* _Task description_
Please print exactly the lines running from the one that contains "on the yellow" to the end of the data, with both lines included.

* _Dataset entries_
———

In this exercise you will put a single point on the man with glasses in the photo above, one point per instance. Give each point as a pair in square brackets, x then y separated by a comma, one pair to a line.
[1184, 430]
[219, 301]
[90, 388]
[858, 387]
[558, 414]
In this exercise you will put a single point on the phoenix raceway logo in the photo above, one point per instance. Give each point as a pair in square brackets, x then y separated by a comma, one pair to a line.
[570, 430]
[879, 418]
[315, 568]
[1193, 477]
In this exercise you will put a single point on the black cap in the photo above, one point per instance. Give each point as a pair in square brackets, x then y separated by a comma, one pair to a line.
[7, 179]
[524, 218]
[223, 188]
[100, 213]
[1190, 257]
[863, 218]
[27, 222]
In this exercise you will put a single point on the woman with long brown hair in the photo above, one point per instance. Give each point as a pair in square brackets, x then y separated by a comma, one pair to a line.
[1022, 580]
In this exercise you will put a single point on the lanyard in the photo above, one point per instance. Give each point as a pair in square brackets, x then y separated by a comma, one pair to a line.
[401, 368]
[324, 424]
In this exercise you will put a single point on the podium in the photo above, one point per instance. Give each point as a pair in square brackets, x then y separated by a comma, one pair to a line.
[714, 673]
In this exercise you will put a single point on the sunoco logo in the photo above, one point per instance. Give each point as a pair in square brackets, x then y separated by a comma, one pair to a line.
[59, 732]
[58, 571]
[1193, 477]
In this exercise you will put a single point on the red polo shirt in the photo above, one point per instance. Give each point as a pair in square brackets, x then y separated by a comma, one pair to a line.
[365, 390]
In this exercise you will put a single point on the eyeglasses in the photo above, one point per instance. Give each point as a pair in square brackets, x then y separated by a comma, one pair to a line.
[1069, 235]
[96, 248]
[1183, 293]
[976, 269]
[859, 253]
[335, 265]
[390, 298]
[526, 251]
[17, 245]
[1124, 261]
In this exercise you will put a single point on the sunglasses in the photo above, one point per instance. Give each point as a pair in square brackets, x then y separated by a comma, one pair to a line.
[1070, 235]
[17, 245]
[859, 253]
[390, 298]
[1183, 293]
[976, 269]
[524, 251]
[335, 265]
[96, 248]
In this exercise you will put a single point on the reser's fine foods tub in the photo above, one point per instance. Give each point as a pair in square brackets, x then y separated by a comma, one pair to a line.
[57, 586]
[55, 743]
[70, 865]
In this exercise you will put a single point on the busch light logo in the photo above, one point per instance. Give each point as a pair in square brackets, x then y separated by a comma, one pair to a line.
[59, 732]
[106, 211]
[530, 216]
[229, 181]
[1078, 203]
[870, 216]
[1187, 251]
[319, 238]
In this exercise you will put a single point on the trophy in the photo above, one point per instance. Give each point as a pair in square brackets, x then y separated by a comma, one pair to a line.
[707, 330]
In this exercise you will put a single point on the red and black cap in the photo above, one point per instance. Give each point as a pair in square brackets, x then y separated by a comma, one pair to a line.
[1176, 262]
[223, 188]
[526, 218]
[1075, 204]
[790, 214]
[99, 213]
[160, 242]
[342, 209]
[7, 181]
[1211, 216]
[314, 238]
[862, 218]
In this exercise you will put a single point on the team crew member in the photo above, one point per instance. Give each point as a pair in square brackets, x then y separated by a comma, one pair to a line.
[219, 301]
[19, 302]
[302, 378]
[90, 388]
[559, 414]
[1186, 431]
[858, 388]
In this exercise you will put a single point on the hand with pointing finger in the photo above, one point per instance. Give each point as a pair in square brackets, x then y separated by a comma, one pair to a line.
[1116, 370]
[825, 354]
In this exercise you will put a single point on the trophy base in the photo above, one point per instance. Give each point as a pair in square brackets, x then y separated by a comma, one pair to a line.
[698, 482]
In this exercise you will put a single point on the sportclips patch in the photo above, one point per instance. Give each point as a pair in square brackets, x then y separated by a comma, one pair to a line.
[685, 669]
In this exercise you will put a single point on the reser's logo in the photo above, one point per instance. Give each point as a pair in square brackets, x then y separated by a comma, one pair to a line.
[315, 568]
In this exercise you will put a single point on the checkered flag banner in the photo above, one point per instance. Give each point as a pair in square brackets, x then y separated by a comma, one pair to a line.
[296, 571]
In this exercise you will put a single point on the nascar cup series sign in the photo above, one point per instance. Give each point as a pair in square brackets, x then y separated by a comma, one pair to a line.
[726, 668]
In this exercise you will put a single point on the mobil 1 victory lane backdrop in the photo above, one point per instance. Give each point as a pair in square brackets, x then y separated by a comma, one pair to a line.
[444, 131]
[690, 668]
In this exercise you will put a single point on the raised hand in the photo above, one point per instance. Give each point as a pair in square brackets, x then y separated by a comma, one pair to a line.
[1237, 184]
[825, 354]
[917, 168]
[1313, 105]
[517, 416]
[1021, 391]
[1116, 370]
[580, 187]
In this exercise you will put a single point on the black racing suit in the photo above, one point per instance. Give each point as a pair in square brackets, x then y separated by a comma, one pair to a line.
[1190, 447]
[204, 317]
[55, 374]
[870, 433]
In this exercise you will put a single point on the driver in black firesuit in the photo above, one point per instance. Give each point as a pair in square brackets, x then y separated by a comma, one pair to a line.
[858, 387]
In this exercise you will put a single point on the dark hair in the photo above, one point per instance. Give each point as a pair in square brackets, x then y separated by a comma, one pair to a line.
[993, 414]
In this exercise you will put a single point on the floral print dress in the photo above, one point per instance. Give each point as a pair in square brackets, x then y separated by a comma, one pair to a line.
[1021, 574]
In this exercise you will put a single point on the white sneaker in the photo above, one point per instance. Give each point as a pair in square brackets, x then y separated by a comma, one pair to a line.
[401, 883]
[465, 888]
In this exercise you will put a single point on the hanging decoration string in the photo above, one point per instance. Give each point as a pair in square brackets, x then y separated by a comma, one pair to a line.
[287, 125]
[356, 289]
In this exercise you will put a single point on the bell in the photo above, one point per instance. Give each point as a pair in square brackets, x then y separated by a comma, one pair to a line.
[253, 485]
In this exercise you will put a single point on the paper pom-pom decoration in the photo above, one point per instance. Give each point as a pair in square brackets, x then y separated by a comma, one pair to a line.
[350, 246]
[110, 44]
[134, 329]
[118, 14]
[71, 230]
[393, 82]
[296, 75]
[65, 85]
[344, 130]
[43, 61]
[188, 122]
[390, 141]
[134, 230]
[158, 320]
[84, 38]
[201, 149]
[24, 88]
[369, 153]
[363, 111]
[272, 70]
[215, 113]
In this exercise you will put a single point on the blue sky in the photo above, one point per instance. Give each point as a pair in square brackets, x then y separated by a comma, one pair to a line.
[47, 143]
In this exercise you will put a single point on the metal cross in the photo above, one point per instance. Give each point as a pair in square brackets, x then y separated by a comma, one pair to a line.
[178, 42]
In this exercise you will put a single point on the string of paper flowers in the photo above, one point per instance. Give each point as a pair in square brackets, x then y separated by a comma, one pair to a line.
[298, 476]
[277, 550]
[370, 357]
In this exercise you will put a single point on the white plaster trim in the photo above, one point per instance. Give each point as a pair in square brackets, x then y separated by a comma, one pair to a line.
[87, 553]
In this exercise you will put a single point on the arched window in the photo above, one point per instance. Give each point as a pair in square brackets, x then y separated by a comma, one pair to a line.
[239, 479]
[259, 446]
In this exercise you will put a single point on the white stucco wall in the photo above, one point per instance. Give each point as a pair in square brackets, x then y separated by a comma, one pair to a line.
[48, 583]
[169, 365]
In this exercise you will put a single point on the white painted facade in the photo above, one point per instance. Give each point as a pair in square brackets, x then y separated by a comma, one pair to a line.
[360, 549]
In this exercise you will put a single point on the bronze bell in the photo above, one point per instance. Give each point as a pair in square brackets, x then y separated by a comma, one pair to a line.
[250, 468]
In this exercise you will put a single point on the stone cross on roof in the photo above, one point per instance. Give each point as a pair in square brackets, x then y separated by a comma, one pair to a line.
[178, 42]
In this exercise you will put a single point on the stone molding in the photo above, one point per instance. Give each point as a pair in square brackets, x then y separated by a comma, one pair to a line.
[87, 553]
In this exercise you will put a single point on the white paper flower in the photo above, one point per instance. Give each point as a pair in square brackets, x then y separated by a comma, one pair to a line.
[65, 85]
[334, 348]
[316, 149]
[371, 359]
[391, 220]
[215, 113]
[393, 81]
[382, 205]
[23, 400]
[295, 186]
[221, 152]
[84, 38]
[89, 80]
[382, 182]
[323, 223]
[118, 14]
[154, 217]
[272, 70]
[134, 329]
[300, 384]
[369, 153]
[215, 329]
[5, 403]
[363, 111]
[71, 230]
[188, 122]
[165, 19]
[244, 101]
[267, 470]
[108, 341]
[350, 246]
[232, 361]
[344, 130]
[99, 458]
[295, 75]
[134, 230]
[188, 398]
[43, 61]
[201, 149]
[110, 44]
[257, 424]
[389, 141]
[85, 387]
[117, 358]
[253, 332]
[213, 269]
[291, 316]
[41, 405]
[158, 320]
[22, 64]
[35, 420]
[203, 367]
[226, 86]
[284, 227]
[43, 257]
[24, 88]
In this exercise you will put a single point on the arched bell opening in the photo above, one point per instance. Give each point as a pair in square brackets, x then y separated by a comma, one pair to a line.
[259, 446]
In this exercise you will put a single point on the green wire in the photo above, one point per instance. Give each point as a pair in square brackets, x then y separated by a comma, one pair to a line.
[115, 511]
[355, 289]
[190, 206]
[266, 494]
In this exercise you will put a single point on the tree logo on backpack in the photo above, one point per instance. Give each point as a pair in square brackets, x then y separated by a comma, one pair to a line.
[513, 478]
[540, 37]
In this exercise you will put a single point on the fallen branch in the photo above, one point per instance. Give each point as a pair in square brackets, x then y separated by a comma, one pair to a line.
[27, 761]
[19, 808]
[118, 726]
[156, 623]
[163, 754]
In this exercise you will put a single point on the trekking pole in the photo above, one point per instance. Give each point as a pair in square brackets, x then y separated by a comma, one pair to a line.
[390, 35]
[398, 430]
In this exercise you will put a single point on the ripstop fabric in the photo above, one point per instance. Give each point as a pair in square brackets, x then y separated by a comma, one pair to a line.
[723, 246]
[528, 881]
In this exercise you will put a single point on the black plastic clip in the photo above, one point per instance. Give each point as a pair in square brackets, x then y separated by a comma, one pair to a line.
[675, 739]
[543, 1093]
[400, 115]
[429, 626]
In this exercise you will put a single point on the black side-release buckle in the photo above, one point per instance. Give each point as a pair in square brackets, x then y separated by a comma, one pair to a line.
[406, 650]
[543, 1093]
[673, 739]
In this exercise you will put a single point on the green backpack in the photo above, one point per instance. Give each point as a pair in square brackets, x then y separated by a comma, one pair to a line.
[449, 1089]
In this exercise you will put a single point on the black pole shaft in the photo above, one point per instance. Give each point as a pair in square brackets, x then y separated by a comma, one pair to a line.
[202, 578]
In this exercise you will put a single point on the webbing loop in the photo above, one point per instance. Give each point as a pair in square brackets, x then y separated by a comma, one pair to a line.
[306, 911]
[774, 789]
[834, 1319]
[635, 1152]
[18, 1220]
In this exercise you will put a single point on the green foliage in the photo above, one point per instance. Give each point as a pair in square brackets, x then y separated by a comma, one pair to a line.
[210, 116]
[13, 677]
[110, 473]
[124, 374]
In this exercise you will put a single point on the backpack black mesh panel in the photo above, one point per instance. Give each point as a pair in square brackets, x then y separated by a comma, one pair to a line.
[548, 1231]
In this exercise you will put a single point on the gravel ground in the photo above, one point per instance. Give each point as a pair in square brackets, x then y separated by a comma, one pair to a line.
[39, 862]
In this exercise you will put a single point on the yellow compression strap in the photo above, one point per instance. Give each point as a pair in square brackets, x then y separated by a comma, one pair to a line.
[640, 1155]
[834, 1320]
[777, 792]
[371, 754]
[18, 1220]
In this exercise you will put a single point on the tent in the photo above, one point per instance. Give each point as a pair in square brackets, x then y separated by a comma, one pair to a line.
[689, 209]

———

* _Output below_
In this exercise you will put a single point on the yellow compression strap in the photo above, one point per instance. Give each point as a pair in square brackets, x then y separated by a comma, one pair to a line.
[640, 1155]
[834, 1320]
[777, 792]
[371, 754]
[18, 1220]
In this exercise you will put a single point on the tent in the photo above, one point per instance. Give each point as a pair in square brackets, x then y separated by a comma, one pair to a line.
[689, 209]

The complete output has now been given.